_ОТРЫВОК СО СТРАНИЦЫ:_
- - -

Трезвые, обоснованные суждения А. Тейлора, X. Томаса, К. Уоткинса весьма основательно подорвали одну из самых живучих фальшивых версий буржуазной историографии кануна второй мировой войны. Тем самым были подтверждены выводы советских историков, отвергающих легенду английской буржуазной историографии о происхождении политики "умиротворения" [49].

Чем же объяснить, что большинство буржуазных авторов столь упорно ее отстаивают? В первую очередь тем, что, защищая предвоенный внешнеполитический курс в целом, они стремятся скрыть те внутренние причины, которыми руководствовалось правительство Болдуина, провозглашая "невмешательство". Среди них не последнее место занимал страх перед "коммунистической революцией" в Испании, которая могла не только подорвать позиции английского капитала на Пиренеях, но и оказать большое влияние на судьбы Народного фронта по Франции и рабочее движение в Англии. И не случайно К. Уоткинс среди причин, приведших к возникновению "невмешательства", отмечает антисоветские настроения, характерные в 30-е годы для многих политических деятелей Англии и Франции, а также их страх перед тем, что Испания станет коммунистическим государством [50].

Почти все буржуазные историки изображают "невмешательство" как особую политику, характерную только для отношений с Испанией. Тем самым они искусственно отрывают ее от внешнеполитического курса Англии 1933-1939 годов. Выходит, что "невмешательство" - это одно, а "умиротворение" - нечто совершенно другое. Между тем "невмешательство" лишь одно из проявлений "умиротворения". Оно оказало влияние как на позицию правительства Н. Чемберлена при аншлюсе Австрии, так и особенно на возникновение мюнхенской политики. В свою очередь, мюнхенское предательство во многом определяло позицию Англии на заключительном этапе гражданской войны в Испании.

С неменьшим упорством, чем версию о французском происхождении "невмешательства", многие авторы продолжают защищать тезис о том, что эта политика преследовала единственную цель локализации конфликта и тем самым предотвращения "большой войны" в Европе. С разными оттенками и вариациями на это ссылаются Дж. П. Гуч и Э. Карр, О. Рейнольдс и X. Томас. Пишет об этом и А. Иден [51]. Однако эта точка зрения встретила серьезный отпор. "Невмешательство" в теории должно было уменьшить опасность превращения испанского конфликта в "общеевропейскую войну", подчеркивал Дж. Макинтош в работе "Пути, которые вели к войне", на практике же оно "превратилось в фарс и было одной из главных причин поражения испанского правительства". "Невмешательство на деле было фарсом",- повторяет лейборист М. Фут. Оно стало "божьим даром" для испанских нацистов, отмечает Р. Блют. "Республика имела большие ресурсы, поддержку большинства населения. Она победила бы, если бы встретила такое отношение, которое диктовалось международным правом... Английская и французская политика, а не политика Гитлера и Муссолини, решила исход гражданской войны в Испании" [52],- подводит итог А. Тейлор.

- - -

_ПОКАЗАННЫЕ ДАННЫЕ:_

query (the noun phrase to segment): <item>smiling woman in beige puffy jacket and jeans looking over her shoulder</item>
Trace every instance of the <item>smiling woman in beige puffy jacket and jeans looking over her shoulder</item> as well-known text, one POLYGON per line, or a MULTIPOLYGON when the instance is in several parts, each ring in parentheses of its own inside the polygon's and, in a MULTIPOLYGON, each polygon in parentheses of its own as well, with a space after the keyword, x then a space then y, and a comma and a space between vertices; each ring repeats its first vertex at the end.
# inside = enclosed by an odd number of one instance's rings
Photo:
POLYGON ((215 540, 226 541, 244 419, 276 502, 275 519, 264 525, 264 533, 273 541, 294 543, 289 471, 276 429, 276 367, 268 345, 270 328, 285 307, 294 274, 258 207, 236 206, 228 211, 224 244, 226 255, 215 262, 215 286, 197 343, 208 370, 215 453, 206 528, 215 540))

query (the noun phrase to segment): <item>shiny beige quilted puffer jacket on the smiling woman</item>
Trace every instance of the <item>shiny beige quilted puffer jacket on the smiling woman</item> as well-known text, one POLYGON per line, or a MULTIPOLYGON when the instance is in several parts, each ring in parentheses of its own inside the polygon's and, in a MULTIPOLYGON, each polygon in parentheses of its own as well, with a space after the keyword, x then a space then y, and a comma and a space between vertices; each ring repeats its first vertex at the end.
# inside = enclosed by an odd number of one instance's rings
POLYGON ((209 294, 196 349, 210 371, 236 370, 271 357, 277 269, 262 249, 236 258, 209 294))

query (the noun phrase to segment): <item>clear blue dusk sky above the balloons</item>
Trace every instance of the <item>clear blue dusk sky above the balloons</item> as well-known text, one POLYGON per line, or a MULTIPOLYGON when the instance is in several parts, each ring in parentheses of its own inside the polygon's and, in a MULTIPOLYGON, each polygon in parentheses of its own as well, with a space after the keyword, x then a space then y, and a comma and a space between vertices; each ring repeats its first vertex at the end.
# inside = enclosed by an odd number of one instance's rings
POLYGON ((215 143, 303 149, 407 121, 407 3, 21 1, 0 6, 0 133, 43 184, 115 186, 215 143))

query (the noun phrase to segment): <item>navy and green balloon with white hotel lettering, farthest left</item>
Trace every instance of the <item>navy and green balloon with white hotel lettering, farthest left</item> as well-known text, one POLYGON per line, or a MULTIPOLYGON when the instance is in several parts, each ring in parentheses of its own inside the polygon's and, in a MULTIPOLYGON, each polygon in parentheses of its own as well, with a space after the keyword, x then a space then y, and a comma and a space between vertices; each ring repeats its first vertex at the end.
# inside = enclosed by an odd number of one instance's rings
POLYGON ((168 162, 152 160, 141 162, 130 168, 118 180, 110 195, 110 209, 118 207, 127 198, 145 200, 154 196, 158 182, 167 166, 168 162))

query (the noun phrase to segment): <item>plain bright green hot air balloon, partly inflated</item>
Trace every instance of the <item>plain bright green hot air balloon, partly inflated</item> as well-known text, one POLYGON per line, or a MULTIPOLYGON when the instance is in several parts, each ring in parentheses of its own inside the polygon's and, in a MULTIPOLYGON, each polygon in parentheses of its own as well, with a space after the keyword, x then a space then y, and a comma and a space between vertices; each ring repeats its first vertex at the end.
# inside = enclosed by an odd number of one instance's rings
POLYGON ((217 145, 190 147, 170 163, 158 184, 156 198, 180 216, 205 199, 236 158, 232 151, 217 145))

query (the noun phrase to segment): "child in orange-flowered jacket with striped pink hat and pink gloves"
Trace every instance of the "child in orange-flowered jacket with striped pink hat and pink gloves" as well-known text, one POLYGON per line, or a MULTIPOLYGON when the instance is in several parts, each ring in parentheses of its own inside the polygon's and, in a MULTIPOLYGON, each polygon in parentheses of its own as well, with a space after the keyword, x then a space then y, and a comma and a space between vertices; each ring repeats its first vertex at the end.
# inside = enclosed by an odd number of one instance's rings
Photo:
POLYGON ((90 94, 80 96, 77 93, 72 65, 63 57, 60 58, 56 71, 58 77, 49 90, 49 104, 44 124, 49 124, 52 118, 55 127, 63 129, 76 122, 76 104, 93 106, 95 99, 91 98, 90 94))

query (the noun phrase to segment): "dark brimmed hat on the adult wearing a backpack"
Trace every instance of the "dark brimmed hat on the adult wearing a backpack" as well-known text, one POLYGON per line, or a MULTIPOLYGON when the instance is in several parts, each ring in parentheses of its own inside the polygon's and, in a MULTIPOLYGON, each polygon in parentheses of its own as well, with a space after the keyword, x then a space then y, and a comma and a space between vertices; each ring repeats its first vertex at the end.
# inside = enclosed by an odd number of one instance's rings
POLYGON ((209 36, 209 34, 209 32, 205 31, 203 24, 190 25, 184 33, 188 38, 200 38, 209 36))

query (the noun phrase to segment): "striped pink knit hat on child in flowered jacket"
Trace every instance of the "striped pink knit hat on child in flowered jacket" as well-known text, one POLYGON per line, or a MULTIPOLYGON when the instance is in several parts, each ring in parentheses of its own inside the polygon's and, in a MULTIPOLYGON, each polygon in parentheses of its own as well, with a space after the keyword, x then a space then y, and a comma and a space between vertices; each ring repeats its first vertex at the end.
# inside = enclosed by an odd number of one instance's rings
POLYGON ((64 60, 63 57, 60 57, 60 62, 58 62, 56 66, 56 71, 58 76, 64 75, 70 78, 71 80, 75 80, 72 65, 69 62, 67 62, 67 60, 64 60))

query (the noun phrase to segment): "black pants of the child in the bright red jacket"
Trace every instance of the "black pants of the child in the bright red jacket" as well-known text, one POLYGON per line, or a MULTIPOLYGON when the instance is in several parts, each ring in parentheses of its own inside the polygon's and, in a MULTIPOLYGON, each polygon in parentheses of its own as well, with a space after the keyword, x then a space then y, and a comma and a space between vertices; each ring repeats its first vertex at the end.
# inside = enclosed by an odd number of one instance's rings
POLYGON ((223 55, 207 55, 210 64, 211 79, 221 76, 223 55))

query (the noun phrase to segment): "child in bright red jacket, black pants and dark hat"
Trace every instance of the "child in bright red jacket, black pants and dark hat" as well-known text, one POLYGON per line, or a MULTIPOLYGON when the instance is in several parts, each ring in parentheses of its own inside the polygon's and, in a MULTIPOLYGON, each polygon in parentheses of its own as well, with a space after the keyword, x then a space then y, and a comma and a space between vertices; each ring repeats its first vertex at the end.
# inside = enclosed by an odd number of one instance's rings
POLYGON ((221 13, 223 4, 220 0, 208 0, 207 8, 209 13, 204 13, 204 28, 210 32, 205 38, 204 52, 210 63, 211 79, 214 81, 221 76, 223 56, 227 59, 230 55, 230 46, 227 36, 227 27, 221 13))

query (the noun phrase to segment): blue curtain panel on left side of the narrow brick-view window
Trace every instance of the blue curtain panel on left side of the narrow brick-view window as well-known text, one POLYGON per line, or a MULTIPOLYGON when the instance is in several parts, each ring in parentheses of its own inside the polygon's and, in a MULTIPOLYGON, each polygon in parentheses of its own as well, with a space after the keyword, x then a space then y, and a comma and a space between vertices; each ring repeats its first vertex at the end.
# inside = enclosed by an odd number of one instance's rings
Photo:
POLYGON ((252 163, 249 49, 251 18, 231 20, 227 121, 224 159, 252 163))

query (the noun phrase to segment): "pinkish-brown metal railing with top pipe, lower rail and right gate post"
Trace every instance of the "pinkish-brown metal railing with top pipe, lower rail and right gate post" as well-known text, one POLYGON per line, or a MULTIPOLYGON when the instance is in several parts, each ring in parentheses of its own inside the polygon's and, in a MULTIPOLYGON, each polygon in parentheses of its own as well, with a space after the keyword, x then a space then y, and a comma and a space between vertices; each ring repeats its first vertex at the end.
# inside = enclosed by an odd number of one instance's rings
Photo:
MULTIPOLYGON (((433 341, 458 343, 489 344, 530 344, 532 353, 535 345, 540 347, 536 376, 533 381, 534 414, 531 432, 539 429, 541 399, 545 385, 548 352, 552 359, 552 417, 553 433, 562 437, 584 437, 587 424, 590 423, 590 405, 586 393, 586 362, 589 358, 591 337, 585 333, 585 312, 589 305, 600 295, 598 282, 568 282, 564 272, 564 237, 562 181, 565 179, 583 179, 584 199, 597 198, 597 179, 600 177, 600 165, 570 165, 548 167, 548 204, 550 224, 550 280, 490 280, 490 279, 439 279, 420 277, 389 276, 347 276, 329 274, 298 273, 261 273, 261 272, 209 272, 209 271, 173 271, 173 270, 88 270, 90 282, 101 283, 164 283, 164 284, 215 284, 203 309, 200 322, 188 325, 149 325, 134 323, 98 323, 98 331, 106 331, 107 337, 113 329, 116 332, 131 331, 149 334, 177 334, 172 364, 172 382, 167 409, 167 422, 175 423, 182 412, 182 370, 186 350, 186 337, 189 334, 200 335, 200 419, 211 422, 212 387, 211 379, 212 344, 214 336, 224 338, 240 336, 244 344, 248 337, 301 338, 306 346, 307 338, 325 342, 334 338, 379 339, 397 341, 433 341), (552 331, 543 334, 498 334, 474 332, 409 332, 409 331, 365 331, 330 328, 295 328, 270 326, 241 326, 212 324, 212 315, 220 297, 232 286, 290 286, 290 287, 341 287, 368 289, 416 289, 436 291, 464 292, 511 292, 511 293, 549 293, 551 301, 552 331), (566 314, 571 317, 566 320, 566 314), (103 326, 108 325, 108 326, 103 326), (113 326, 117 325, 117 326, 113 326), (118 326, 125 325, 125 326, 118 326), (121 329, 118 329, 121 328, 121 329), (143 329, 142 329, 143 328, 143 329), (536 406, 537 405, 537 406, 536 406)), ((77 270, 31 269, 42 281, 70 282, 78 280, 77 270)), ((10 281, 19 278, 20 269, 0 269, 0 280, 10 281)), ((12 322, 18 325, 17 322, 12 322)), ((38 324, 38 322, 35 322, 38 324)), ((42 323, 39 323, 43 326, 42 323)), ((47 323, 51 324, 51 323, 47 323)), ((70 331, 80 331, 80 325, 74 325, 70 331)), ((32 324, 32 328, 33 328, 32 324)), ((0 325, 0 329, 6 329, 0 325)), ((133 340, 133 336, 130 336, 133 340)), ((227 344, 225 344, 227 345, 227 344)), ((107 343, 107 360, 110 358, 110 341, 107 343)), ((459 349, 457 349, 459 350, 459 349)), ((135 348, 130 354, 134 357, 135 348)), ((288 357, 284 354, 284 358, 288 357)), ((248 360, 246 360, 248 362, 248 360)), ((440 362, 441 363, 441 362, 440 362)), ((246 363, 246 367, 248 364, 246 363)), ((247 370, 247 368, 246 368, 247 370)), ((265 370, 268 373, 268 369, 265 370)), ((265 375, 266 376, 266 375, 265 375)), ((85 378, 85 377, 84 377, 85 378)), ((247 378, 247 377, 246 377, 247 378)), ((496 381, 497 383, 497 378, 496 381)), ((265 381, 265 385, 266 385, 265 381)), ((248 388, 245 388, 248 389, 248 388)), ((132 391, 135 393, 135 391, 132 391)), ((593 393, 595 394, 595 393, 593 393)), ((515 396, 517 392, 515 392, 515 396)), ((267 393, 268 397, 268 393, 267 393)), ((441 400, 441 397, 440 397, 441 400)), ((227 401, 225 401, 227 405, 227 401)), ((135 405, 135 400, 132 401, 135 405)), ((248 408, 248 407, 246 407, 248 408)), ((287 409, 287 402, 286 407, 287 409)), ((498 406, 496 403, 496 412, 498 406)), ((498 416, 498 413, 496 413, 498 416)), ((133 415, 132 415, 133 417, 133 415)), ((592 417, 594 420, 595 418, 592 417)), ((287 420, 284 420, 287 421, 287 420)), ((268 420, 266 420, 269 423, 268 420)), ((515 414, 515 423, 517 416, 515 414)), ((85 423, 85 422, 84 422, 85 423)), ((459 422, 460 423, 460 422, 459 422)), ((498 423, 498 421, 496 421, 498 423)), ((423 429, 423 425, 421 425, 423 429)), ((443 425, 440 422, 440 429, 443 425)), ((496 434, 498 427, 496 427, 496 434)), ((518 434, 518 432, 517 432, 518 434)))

- - -

_ЗАДАНИЕ:_
Продолжите отрывок о британской политике «невмешательства» в Испании, начиная сразу после его последнего предложения. Приведённые строки здесь не нужны.

_ОТВЕТ К ЗАДАНИЮ:_
Критики официальной точки зрения на "невмешательство" убедительно показывают, что оно играло на руку фашистским мятежникам и облегчало проведение итало-германской интервенции. Однако они не идут дальше. Никто из них не говорит о том, что "невмешательство", а это ясно показал ход событий в 1938-1939 годах, обернулось против его инициаторов. Оно облегчило Гитлеру и Муссолини не только подготовку новых актов агрессии, но и, в конечном счете, развязывание второй мировой войны. И все же сам факт, что в английской историографии идет полемика, что антикоммунистические версии взяты под обстрел,- явление примечательное. Конечно, позиции реакционных историков еще далеко не сломлены и предстоит острая борьба по многим вопросам, среди которых вопрос о мотивах английской политики в отношении Испании занимает видное место.

Когда и как родилось "умиротворение".

Проблема "умиротворения" фашистских держав - Германии и Италии - является центральной в трудах английских историков, посвященных кануну войны. Рассматривая политику "умиротворения", многие буржуазные исследователи пытаются обосновать его "необходимость и неизбежность". Они нередко ссылаются на миролюбивые настроения английского народа, общественного мнения, но совершенно обходят антисоветскую подоплеку этой политики. Как правило, называют Н. Чемберлена, С. Хора, Э. Галифакса и других "миротворцев" министерского ранга и ничего не говорят о тех, кто стоял за кулисами, идейно обосновывая и направляя проведение в жизнь капитулянтского, антисоветского курса.

В английской буржуазной историографии господствует мнение, согласно которому политика "умиротворения" начала проводиться с весны 1937 года, когда Н. Чемберлен стал главой консервативного правительства. Сторонники этого мнения нередко тесно связывают политику с личными качествами нового премьера. Получается, что ответственный политический курс страны определялся не интересами ее правящих кругов в целом, а одним человеком. Вот лишь несколько примеров этого.

У. Черчилль: "Чемберлен был убежден, что ему выпала особая миссия прийти к дружескому соглашению с обоими диктаторами - итальянским и германским,- и считал себя способным добиться этого".

Официозный историк Р. Лаффан: "Чемберлен верил в возможность "сесть за один стол" и договориться с Гитлером и Муссолини. Навыки "бирмингемского бизнесмена" он перенес в "большую политику".

А. Тейлор: Чемберлен "верил, что европейские диктаторы - Гитлер и Муссолини - являются такими же разумными государственными деятелями, как и он сам, или, но всяком случае, с ними следует обращаться как с таковыми и что их неудовлетворенность может быть умиротворена в разумной дискуссии".

Д. Томпсон: Свой опыт бизнесмена и некоторые черты лорд-мэра Бирмингена, а им он был до 1937 года, Чемберлен перенес на внешнюю политику [53].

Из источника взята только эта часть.